# YOUR TASK
Print the first line of the records below and every line after it, up to and including the line with "find | tree line". Print nothing else.

+===+

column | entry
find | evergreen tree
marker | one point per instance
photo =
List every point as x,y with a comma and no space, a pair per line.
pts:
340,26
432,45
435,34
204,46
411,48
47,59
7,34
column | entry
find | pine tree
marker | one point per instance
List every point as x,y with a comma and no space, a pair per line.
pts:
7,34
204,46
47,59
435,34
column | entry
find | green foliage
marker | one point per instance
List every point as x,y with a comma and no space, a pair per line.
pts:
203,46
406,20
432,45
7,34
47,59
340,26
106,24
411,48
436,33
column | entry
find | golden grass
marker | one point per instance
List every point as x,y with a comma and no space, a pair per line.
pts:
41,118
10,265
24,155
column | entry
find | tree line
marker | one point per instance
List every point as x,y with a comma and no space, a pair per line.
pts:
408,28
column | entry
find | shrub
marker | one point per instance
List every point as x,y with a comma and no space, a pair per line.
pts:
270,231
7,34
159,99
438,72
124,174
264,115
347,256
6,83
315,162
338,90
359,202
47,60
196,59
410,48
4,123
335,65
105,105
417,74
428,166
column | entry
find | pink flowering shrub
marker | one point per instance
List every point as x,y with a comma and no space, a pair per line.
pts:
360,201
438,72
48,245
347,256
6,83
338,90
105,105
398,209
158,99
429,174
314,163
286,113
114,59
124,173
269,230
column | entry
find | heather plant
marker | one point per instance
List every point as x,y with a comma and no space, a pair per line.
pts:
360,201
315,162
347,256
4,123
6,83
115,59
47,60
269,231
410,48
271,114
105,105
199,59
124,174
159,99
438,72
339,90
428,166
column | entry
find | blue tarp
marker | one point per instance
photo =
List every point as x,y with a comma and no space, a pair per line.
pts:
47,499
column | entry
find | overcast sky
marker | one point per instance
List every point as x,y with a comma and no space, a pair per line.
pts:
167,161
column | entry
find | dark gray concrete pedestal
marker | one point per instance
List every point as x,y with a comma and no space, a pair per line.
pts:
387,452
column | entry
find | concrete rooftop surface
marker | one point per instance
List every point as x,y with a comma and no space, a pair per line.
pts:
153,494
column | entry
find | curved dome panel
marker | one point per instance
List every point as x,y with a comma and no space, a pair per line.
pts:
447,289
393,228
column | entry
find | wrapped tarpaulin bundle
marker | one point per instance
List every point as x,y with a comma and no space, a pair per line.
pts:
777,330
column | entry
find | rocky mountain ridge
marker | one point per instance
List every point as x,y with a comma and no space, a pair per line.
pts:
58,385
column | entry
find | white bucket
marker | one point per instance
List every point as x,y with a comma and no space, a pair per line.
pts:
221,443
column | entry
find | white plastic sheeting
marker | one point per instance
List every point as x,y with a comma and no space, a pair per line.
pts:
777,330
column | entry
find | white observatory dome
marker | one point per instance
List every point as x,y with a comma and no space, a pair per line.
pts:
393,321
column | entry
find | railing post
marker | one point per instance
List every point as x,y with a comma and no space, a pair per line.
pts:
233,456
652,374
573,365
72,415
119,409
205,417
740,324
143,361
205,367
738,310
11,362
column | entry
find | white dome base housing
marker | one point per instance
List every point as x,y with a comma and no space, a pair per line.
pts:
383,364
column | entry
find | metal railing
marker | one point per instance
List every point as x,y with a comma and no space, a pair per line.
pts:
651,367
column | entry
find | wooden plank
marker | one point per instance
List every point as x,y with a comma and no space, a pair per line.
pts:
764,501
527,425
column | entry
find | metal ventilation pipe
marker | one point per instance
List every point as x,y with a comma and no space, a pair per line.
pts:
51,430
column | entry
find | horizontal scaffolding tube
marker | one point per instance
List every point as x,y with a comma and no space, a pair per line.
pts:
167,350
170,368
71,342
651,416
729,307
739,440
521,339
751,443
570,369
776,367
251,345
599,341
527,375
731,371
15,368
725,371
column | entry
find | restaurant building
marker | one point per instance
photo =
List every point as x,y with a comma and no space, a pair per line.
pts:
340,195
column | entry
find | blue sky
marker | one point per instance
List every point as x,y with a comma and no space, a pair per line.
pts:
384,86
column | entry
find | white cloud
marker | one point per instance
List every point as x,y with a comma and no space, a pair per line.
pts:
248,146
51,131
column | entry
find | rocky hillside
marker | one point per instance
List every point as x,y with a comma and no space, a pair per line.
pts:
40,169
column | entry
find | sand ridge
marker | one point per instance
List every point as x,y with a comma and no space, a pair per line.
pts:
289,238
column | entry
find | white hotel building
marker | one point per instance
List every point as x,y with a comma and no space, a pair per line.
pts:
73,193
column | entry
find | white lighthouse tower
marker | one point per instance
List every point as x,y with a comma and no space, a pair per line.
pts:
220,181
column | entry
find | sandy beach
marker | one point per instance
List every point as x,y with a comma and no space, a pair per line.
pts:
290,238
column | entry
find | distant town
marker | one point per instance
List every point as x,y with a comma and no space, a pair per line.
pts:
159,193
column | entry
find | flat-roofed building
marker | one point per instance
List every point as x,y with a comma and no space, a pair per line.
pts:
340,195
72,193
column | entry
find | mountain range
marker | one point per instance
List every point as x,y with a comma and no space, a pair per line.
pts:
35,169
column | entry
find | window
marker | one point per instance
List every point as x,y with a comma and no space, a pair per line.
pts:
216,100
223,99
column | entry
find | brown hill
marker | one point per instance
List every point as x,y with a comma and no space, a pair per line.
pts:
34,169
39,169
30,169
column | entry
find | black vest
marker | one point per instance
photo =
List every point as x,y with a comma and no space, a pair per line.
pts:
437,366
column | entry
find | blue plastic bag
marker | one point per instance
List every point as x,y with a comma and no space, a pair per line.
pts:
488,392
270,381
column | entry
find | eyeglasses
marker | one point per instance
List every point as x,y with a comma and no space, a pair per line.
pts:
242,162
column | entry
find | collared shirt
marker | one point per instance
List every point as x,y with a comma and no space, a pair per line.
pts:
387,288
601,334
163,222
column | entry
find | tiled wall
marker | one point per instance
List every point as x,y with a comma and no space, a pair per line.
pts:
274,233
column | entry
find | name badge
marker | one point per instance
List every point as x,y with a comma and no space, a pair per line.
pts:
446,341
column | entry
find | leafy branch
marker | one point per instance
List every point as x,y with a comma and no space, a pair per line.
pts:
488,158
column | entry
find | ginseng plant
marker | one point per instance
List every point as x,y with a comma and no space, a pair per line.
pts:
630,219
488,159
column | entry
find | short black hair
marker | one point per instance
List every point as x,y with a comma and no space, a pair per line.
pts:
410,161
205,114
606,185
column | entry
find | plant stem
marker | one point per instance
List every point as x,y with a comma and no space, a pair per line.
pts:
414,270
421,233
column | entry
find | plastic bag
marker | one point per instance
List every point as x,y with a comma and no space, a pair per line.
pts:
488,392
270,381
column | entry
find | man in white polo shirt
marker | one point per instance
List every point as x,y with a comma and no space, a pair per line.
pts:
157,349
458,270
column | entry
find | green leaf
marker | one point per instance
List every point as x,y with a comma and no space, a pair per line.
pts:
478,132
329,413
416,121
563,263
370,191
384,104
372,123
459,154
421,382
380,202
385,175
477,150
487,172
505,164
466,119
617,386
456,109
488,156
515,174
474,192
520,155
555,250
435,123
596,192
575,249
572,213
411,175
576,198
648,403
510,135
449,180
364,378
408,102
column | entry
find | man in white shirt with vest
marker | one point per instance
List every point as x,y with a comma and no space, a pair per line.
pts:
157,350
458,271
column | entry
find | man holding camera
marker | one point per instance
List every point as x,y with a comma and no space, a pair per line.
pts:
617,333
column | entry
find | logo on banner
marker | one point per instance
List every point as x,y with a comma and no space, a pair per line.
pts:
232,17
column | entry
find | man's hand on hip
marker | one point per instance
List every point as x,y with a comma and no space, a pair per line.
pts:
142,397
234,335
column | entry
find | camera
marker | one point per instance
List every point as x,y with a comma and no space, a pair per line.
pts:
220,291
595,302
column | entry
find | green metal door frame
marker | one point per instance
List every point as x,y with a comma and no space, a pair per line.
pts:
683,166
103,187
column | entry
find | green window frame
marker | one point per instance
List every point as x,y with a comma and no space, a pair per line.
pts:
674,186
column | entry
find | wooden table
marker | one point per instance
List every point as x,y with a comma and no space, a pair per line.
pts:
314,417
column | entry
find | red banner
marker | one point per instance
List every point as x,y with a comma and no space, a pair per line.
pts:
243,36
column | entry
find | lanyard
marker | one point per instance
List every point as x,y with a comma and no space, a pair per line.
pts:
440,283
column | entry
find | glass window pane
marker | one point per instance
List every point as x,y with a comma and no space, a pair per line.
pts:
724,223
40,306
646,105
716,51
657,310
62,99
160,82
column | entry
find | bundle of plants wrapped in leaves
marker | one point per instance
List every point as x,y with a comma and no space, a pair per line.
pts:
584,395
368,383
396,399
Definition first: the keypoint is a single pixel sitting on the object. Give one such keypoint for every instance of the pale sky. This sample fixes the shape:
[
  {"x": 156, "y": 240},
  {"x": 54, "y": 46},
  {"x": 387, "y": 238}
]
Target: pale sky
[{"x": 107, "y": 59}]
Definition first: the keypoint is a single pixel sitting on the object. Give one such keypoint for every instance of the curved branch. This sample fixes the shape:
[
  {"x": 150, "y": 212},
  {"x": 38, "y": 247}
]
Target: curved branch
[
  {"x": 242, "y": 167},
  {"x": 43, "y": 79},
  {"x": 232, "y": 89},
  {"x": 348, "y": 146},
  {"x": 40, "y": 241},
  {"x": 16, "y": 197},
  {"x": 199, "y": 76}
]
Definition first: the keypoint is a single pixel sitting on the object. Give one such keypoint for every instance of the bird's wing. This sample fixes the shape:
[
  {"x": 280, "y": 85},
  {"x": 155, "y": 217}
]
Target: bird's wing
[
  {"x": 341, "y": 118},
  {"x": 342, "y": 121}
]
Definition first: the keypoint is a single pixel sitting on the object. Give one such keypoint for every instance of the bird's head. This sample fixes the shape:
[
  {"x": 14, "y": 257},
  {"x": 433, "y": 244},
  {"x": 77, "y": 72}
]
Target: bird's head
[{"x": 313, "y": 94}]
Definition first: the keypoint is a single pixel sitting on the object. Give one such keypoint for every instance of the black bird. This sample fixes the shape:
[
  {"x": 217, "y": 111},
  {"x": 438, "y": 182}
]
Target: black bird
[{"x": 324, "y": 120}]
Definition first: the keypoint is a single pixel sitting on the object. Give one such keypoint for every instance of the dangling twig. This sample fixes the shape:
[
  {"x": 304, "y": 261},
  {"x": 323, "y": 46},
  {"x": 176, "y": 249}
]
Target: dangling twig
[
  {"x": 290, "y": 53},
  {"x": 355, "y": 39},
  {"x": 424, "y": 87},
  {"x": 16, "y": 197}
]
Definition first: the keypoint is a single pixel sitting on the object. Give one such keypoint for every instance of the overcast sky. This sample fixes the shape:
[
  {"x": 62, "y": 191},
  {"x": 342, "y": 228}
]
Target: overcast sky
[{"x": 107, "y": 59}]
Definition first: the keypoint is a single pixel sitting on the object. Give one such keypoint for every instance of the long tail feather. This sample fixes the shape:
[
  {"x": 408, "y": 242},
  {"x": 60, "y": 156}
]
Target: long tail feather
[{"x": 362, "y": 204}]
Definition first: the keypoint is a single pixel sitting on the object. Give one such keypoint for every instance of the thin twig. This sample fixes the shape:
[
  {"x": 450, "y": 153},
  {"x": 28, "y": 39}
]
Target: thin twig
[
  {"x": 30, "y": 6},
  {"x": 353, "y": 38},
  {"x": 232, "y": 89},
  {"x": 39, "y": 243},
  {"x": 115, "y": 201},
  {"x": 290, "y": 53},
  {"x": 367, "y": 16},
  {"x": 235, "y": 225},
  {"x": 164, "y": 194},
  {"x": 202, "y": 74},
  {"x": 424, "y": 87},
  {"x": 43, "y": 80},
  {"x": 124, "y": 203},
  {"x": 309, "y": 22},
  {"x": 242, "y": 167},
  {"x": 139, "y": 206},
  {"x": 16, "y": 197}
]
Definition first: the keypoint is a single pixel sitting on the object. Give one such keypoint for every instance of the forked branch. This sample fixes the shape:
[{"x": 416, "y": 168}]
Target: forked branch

+===+

# SOLUTION TO THE PROBLEM
column | entry
find | evergreen tree
marker | one point per instance
photo =
List every point as x,y with a comma and no space, a pair per line.
pts:
340,26
432,45
435,34
204,46
411,48
47,59
7,34
column | entry
find | pine tree
marker | one point per instance
List every point as x,y with a comma and no space, a pair per line.
pts:
7,34
204,46
47,59
435,34
column | entry
find | green foliage
marker | one point per instance
List every point as x,y with a comma and no space, a pair per line.
pts:
203,46
406,20
432,45
7,34
47,59
340,26
106,24
411,48
436,33
column | entry
find | golden grass
marker | one point per instance
List every point as x,y with a comma and no space, a pair per line.
pts:
41,118
10,265
24,155
column | entry
find | tree line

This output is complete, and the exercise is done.